**Information shown:**
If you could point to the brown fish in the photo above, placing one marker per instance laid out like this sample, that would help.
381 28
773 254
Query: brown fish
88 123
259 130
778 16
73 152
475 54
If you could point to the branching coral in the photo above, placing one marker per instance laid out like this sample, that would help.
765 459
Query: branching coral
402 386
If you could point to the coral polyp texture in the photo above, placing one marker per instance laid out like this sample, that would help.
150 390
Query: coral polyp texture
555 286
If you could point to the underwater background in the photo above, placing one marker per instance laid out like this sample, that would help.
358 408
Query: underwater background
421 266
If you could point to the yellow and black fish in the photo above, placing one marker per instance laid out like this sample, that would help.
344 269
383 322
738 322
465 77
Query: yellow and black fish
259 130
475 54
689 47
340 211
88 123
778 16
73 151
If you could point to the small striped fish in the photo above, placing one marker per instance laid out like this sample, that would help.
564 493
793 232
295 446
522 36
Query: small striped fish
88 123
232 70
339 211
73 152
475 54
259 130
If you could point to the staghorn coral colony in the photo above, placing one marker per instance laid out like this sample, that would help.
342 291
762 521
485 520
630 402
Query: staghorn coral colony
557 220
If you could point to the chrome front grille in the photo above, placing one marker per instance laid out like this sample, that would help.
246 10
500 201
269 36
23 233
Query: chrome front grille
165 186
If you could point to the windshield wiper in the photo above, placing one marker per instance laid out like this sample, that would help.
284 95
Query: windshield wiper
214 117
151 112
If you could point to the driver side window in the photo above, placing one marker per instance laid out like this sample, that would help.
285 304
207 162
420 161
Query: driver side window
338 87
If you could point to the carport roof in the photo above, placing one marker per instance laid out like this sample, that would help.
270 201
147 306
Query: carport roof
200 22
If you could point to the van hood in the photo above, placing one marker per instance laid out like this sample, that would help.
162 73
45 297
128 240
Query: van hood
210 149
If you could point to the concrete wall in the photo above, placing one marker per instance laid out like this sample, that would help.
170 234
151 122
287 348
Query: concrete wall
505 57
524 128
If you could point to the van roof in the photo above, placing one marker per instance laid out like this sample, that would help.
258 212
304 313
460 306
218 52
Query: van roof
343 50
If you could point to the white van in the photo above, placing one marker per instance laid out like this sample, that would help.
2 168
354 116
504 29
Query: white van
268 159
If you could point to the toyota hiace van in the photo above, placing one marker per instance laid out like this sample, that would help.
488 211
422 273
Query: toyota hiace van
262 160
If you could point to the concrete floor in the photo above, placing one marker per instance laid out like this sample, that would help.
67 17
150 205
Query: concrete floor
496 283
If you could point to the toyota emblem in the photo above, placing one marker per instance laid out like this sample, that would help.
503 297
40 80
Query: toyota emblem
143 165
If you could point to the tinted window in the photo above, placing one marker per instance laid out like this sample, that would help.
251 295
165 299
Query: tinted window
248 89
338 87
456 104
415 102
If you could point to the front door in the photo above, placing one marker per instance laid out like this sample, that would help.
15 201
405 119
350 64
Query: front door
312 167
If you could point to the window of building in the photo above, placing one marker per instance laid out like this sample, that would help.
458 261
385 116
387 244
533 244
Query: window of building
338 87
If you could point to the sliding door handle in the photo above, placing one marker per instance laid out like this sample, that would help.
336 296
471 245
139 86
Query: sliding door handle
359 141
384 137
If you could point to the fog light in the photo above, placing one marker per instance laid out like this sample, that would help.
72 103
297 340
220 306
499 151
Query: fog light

**Exercise instructions:** Type out the entries again, word for word.

**Exercise response:**
If you could point to the brown fish in the photo above, placing one marker per instance laid out like this sample, that would help.
381 28
773 254
Query: brown fish
88 123
259 130
778 16
73 152
475 54
If you could point to the branching coral in the photo above, placing one marker per instance laid out like this sample, that would help.
765 459
Query: branching coral
402 386
If you could point to the coral polyp texture in the photo above, placing one marker per instance laid out like this sample, that would help.
150 390
Query: coral polyp texture
555 286
If you could point to the underwater background in the photo above, placing one marker per instance laid out like this sample, that would help.
358 408
Query: underwater background
421 266
If you could point to the yellow and black fish in the photo above, placing one marker per instance laid out like this sample, that would help.
344 269
383 322
738 322
465 77
Query: yellow and black fish
259 130
475 54
689 47
340 211
88 123
778 16
73 151
If you could point to the small striped fish in the photo above, placing one marker per instance laid out like this sample, that would help.
564 493
793 232
295 446
522 36
Query: small striped fish
88 123
232 70
339 211
73 152
475 54
259 130
If you could point to the staghorn coral colony in the photo above, placing one marker per instance laid out like this sample, that would help.
342 291
762 521
485 520
630 402
Query: staghorn coral colony
557 220
If you could point to the chrome front grille in the photo above, placing one marker per instance laid out like this sample, that would help.
246 10
500 201
269 36
23 233
Query: chrome front grille
165 186
If you could point to the windshield wiper in the photo above, placing one marker per instance laid out like this sample, that would help.
284 95
Query: windshield wiper
214 117
151 112
If you could point to the driver side window in the photo above, placing one marker per instance laid out like this sample, that would help.
285 304
207 162
420 161
Query: driver side window
338 87
If you could point to the carport roof in the photo above, placing one marker per instance laid out like this sample, that would help.
270 201
147 306
Query: carport roof
200 22
If you could point to the van hood in the photo above, placing one marker per instance laid out like this sample, that would help.
162 73
45 297
128 240
Query: van hood
210 149
If you could point to the concrete wall in the photo above, placing one marker per instance laid out like this sample, that would help.
170 234
151 122
287 348
Query: concrete wall
505 57
524 128
If you could point to the van roof in the photo above, placing one marker per instance laid out like this sample, that would help.
258 212
304 313
460 306
218 52
Query: van roof
343 50
If you could point to the white van in the photo above, placing one marker per instance laid out like this sample, that would help.
2 168
354 116
504 29
Query: white van
268 159
If you could point to the toyota hiace van in the photo above, placing one marker per instance laid out like this sample, that would help.
488 211
422 273
Query: toyota hiace van
262 160
If you could point to the concrete floor in the photo above, placing one marker per instance laid out like this sample, that would help.
67 17
150 205
Query: concrete floor
496 283
If you could point to the toyota emblem in the photo above, placing one marker per instance laid out like this sample, that would help.
503 297
40 80
Query: toyota emblem
143 165
If you could point to the tinted window in the photo above, placing one marker per instance laid out like this sample, that would help.
251 295
165 299
Query: tinted window
248 89
338 87
456 104
415 102
If you could point to the front door in the photo above, placing one marker per instance laid out like this sample, that would help.
15 201
405 119
350 64
Query: front door
312 167
If you could point to the window of building in the photo above, placing one marker per instance laid out like this sample, that would help.
458 261
385 116
387 244
533 244
Query: window of building
338 87
If you could point to the sliding door handle in the photo above, placing one marker per instance laid out like this sample, that would help.
336 296
471 245
139 86
Query: sliding door handle
359 141
384 137
If you could point to the fog light in the photo above, placing one marker per instance laid out like this sample, that would help.
72 103
297 340
220 306
499 151
Query: fog light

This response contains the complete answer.